── Source data
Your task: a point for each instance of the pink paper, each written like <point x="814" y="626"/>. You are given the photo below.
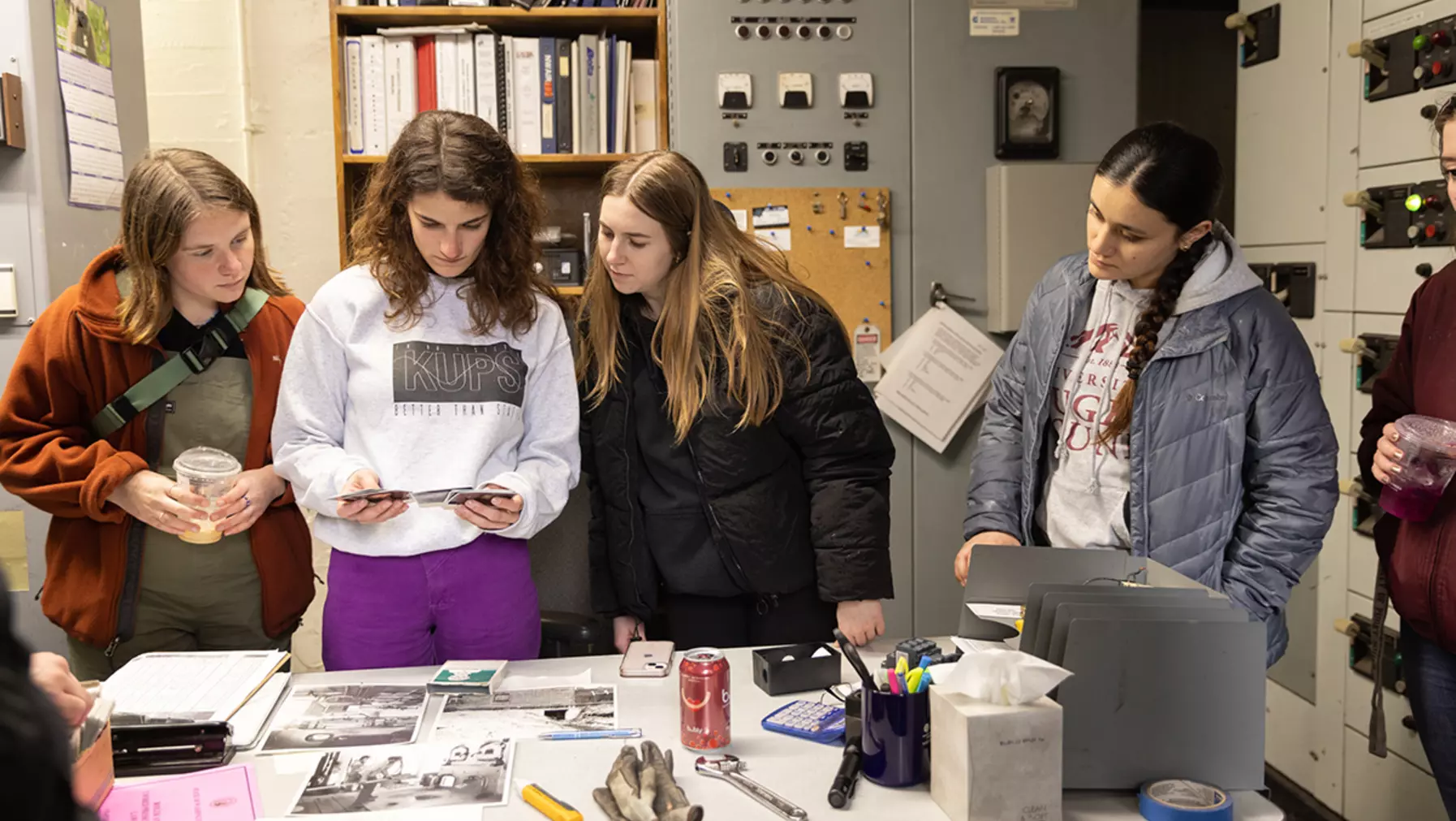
<point x="223" y="793"/>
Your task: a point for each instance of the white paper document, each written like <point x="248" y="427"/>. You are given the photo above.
<point x="1001" y="611"/>
<point x="252" y="718"/>
<point x="937" y="374"/>
<point x="197" y="686"/>
<point x="92" y="136"/>
<point x="977" y="645"/>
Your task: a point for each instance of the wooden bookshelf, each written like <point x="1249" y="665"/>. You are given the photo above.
<point x="570" y="182"/>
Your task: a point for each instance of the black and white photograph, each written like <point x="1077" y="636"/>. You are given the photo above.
<point x="524" y="714"/>
<point x="383" y="779"/>
<point x="347" y="715"/>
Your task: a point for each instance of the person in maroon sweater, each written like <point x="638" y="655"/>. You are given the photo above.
<point x="1419" y="558"/>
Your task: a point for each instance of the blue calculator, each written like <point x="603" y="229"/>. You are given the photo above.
<point x="808" y="719"/>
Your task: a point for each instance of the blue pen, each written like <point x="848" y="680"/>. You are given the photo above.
<point x="584" y="734"/>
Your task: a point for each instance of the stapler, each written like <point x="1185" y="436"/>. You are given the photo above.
<point x="168" y="749"/>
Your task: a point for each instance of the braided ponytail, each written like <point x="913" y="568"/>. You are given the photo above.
<point x="1175" y="174"/>
<point x="1144" y="334"/>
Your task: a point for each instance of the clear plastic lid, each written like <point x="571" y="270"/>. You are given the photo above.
<point x="205" y="463"/>
<point x="1428" y="433"/>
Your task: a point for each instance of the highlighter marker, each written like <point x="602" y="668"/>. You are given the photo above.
<point x="549" y="806"/>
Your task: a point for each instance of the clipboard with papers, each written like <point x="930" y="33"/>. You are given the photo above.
<point x="239" y="687"/>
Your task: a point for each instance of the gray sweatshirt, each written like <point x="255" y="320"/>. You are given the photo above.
<point x="1085" y="484"/>
<point x="425" y="408"/>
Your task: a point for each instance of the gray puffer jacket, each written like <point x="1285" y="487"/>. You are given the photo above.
<point x="1234" y="459"/>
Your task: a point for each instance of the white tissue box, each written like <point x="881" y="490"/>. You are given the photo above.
<point x="995" y="763"/>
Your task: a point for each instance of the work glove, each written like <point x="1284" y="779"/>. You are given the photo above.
<point x="641" y="788"/>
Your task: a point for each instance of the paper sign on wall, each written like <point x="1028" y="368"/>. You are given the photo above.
<point x="1025" y="5"/>
<point x="861" y="236"/>
<point x="770" y="216"/>
<point x="995" y="24"/>
<point x="778" y="238"/>
<point x="867" y="352"/>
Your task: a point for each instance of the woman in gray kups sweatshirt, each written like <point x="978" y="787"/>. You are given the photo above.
<point x="440" y="360"/>
<point x="1158" y="400"/>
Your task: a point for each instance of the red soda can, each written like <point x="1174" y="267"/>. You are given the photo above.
<point x="704" y="676"/>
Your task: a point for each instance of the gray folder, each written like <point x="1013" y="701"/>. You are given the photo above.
<point x="1037" y="639"/>
<point x="1001" y="574"/>
<point x="1162" y="699"/>
<point x="1065" y="615"/>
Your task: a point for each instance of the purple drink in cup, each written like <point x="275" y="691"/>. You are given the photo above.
<point x="1428" y="466"/>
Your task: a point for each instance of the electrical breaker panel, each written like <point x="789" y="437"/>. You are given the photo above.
<point x="834" y="91"/>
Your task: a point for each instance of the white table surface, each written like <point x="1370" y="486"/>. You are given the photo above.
<point x="799" y="771"/>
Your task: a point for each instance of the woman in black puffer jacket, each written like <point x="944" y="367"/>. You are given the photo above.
<point x="739" y="469"/>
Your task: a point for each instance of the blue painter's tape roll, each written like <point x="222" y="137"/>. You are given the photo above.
<point x="1184" y="801"/>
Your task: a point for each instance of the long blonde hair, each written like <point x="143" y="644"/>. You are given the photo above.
<point x="724" y="297"/>
<point x="163" y="194"/>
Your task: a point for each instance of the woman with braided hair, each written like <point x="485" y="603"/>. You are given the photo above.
<point x="1158" y="400"/>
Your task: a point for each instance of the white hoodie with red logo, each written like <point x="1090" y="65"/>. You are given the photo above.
<point x="1085" y="484"/>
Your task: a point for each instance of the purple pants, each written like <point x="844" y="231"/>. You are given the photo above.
<point x="475" y="602"/>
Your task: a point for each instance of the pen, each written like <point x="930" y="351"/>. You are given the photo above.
<point x="581" y="734"/>
<point x="843" y="785"/>
<point x="549" y="806"/>
<point x="854" y="659"/>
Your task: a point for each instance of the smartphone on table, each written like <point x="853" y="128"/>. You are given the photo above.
<point x="647" y="659"/>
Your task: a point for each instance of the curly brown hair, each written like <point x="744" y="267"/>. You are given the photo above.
<point x="466" y="159"/>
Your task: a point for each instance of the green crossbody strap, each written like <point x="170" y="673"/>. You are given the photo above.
────
Task instructions
Print every entry verbatim and leave all pictures out.

Result for this task
Your task: a point for each instance of the pink paper, each written like <point x="814" y="626"/>. You are given the photo below.
<point x="223" y="793"/>
Your task: a point for each instance of the white paper document, each written like <point x="248" y="427"/>. You are given the photo above.
<point x="1001" y="611"/>
<point x="252" y="718"/>
<point x="937" y="374"/>
<point x="197" y="686"/>
<point x="92" y="136"/>
<point x="977" y="645"/>
Your task: a point for each instance of the wooden bookshelf, each written like <point x="1249" y="665"/>. You are given the photo above.
<point x="570" y="182"/>
Your task: a point for each instance of the black and white photograph, each written like <point x="1077" y="636"/>. You are given the photo above.
<point x="524" y="714"/>
<point x="383" y="779"/>
<point x="347" y="715"/>
Your task: a point for each instance of the person in maroon sweater, each written like <point x="638" y="655"/>. You are given the photo above.
<point x="1419" y="558"/>
Your task: a point for each instance of the blue calculator, each written like <point x="603" y="229"/>. You are given the photo above.
<point x="808" y="719"/>
Your task: a point for each instance of the blue pen, each written like <point x="848" y="680"/>. You are given the photo above.
<point x="584" y="734"/>
Your task: a point for each instance of the stapler, each written like <point x="1185" y="436"/>. You are given the photo above.
<point x="168" y="749"/>
Your task: a point for each instance of the braided ponytail, each written like <point x="913" y="568"/>. You are given the photo above.
<point x="1175" y="174"/>
<point x="1144" y="334"/>
Your task: a point for each instance of the clear plastic lid, each written like <point x="571" y="270"/>. You are given the photo above.
<point x="205" y="463"/>
<point x="1428" y="433"/>
Your task: a point for each instance of the highlighter marker, each written like <point x="602" y="668"/>. You are given the photo above.
<point x="549" y="806"/>
Your task: a point for each instance of the clipboard with papers, each written like <point x="930" y="33"/>. You are given the photo above.
<point x="239" y="687"/>
Your task: a point for each instance of the gray sweatshirt, each written like <point x="255" y="320"/>. You are given the photo above.
<point x="1085" y="484"/>
<point x="425" y="408"/>
Your task: a point for each instance of the gray puffer jacket, each written like <point x="1285" y="487"/>. You are given the photo above.
<point x="1234" y="459"/>
Your task: a point for each instance of the white tissue box, each written like <point x="881" y="490"/>. You are given the photo above.
<point x="995" y="763"/>
Your task: a point for each instance of the work glove, each written like <point x="1284" y="779"/>. You are given the photo above.
<point x="641" y="788"/>
Your task: a point for each instance of the paper sign on wall, each written like <point x="1028" y="368"/>. You are given the photo above.
<point x="1025" y="5"/>
<point x="861" y="236"/>
<point x="770" y="216"/>
<point x="995" y="24"/>
<point x="778" y="238"/>
<point x="867" y="352"/>
Your task: a point for each instance of the woman in gray kups sweatshirt, each written like <point x="978" y="787"/>. You are given the photo above.
<point x="440" y="360"/>
<point x="1158" y="400"/>
Your task: a point for each instance of the red soda can, each written like <point x="1174" y="267"/>. You are given the photo above.
<point x="704" y="676"/>
Your task: a point for each instance of the gray folder, each written like <point x="1013" y="701"/>. You are given the photo above.
<point x="1037" y="639"/>
<point x="1001" y="574"/>
<point x="1162" y="699"/>
<point x="1065" y="615"/>
Your task: a point for each instance of the purple drink in cup, each written like <point x="275" y="691"/>. You are given the photo above.
<point x="1428" y="466"/>
Your task: a point for each instance of the electrical breaker panel, each written like <point x="789" y="437"/>. You are given the photo above.
<point x="834" y="91"/>
Your task: a point for each instance of the white table surface, each written like <point x="1370" y="486"/>. You are given the photo above.
<point x="799" y="771"/>
Your task: a point for each instance of the woman in black puffer jacket, each written like <point x="944" y="367"/>. You are given the photo above.
<point x="739" y="469"/>
Your task: a point for each instance of the blue painter's tape roll, each written like <point x="222" y="137"/>. You are given the photo above.
<point x="1184" y="801"/>
Your task: a point for each instance of the long blonde hair, each written like <point x="143" y="644"/>. You are given the photo above.
<point x="724" y="297"/>
<point x="163" y="194"/>
Your task: a point for each instance of the woman with braided hair, each written like <point x="485" y="603"/>. You are given the photo above.
<point x="1158" y="400"/>
Your task: a point for each instance of the white hoodie with red logo, each written like <point x="1090" y="65"/>. You are given the photo above.
<point x="1085" y="484"/>
Your task: a point for each instance of the purple pants, each written like <point x="844" y="231"/>. You are given the photo above.
<point x="475" y="602"/>
Your task: a point for each instance of the pen, each written like <point x="930" y="351"/>. You are given the photo above.
<point x="581" y="734"/>
<point x="843" y="785"/>
<point x="549" y="806"/>
<point x="854" y="659"/>
Your task: a point for each instance of the smartphone on table, each written like <point x="853" y="128"/>. You are given the photo above.
<point x="647" y="659"/>
Your task: a point for each instance of the curly brown hair, each written like <point x="744" y="267"/>. You are given the photo above.
<point x="466" y="159"/>
Your task: a point for each instance of the green crossbody strap, each written like <point x="170" y="673"/>. You are given the photo above.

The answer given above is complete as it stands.